Content starts

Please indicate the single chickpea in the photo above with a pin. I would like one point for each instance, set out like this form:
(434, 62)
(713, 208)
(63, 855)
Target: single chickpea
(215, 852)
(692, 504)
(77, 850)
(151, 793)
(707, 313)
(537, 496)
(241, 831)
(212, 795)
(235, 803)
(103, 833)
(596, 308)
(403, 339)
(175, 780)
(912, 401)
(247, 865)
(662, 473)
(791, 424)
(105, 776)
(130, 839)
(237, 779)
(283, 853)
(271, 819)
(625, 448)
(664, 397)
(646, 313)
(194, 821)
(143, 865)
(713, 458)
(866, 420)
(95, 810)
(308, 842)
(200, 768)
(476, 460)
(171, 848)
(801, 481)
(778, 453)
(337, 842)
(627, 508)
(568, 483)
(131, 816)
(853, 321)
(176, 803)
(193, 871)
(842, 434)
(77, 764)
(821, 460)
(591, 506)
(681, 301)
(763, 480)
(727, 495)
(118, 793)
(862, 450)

Content ends

Every entry above should be retyped exactly as it appears.

→ TASK ANSWER:
Please indicate the single chickpea in the photo above with a pin. I would like one point for each instance, set out like this form:
(434, 62)
(713, 208)
(63, 855)
Target: single chickpea
(215, 852)
(692, 504)
(77, 850)
(151, 793)
(707, 313)
(537, 496)
(241, 831)
(212, 795)
(235, 803)
(103, 833)
(596, 308)
(403, 339)
(175, 780)
(912, 401)
(247, 865)
(662, 473)
(791, 424)
(105, 776)
(130, 839)
(237, 779)
(283, 853)
(271, 819)
(625, 448)
(664, 397)
(646, 313)
(194, 821)
(143, 865)
(713, 458)
(866, 420)
(95, 810)
(308, 842)
(200, 768)
(476, 460)
(171, 848)
(801, 481)
(778, 453)
(337, 842)
(627, 508)
(568, 483)
(131, 816)
(853, 321)
(176, 803)
(193, 871)
(842, 434)
(77, 764)
(821, 460)
(591, 506)
(681, 301)
(763, 480)
(727, 495)
(118, 793)
(862, 450)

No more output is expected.